▶ _PROBLEM REQUIREMENTS_
Display each line in the data below that contains the string "scale". Treat uppercase and lowercase as different.

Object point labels
※
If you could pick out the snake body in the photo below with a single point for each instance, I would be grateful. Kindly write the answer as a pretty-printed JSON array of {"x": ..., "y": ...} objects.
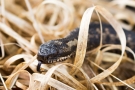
[{"x": 61, "y": 49}]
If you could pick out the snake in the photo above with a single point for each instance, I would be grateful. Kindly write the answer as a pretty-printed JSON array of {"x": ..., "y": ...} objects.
[{"x": 64, "y": 48}]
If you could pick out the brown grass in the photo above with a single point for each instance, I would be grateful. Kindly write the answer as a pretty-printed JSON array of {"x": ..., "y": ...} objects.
[{"x": 25, "y": 24}]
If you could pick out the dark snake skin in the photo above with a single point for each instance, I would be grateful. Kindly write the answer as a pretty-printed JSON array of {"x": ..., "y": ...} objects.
[{"x": 61, "y": 49}]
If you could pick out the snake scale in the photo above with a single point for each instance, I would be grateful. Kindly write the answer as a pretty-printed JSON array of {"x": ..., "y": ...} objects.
[{"x": 61, "y": 49}]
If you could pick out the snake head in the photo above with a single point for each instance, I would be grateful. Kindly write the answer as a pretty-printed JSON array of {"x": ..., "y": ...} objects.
[
  {"x": 47, "y": 52},
  {"x": 54, "y": 51}
]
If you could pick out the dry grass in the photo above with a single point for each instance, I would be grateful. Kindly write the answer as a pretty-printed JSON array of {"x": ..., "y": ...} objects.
[{"x": 25, "y": 24}]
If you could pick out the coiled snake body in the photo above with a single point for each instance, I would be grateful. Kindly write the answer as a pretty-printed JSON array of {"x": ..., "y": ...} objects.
[{"x": 61, "y": 49}]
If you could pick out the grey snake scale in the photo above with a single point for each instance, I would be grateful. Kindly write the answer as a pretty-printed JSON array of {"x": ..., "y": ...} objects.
[{"x": 61, "y": 49}]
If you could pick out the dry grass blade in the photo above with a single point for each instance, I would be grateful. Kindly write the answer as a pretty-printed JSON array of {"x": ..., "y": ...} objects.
[
  {"x": 13, "y": 34},
  {"x": 121, "y": 35},
  {"x": 82, "y": 38},
  {"x": 3, "y": 82}
]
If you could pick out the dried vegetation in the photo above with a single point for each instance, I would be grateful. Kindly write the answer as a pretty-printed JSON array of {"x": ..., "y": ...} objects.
[{"x": 25, "y": 24}]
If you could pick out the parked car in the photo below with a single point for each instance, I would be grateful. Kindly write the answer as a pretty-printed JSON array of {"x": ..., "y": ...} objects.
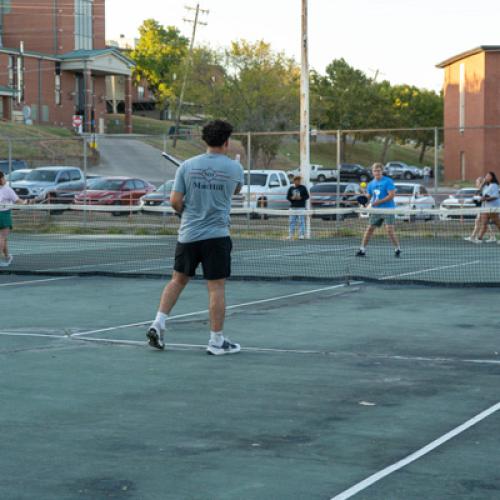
※
▶ _EXERCISE RESULT_
If you could pick out the snake scale in the photo above with a single point for each instance, I would be grateful. Kindly write the answer as a pretty-printed JSON array of {"x": ..., "y": ...} objects.
If you could pick out the grey snake scale in the photo above with a single point for each instance, I would be grateful. Kindly write the answer as a pretty-printed JSON array of {"x": ..., "y": ...} objects.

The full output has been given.